Stored data ::
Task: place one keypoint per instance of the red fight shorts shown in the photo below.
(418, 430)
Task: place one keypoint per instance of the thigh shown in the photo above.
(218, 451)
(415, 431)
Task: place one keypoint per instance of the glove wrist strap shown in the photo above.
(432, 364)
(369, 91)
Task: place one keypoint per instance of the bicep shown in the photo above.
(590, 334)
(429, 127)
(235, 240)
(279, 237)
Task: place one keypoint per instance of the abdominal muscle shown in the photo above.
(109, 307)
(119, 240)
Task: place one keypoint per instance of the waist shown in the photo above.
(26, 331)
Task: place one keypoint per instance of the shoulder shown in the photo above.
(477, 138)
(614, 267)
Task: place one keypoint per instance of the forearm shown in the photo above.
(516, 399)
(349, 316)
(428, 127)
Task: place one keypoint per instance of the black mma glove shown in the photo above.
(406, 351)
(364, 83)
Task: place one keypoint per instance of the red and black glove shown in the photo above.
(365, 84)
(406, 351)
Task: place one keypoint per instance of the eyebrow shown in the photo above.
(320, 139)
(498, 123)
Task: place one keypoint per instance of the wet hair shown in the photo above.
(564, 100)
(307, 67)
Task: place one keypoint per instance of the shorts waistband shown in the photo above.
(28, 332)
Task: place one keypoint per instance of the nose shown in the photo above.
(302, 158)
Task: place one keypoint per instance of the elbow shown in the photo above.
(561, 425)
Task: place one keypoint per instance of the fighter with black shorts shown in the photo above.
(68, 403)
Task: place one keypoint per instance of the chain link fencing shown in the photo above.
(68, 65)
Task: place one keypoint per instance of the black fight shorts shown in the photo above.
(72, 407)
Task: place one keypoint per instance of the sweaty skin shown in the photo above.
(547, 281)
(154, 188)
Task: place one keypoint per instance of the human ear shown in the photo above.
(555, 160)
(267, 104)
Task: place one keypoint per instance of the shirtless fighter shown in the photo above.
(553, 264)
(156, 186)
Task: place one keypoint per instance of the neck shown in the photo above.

Requirement :: Only the lines from the one containing "Task: place one keypoint per instance of the fighter" through the last line of the records belong in the answer, each written out exactly.

Answer to the problem ::
Task: place one keypoint per instance of the fighter with black shorts shown in the photo above.
(68, 403)
Task: place one keypoint per instance of the chain link fencing shown in the photo above.
(68, 65)
Task: place one keypoint per instance of the black fight shorts shown in the photo above.
(72, 407)
Task: place one keypoint per instance of the sweaty skin shown in the photo above.
(547, 281)
(154, 188)
Task: place one keypoint per instance of the human ear shown in the photo above.
(555, 160)
(267, 104)
Task: place one keypoint per instance of the shirtless fighter shown in the photo above.
(553, 264)
(156, 186)
Task: place one keypoint per instance of the neck shown in the photo above.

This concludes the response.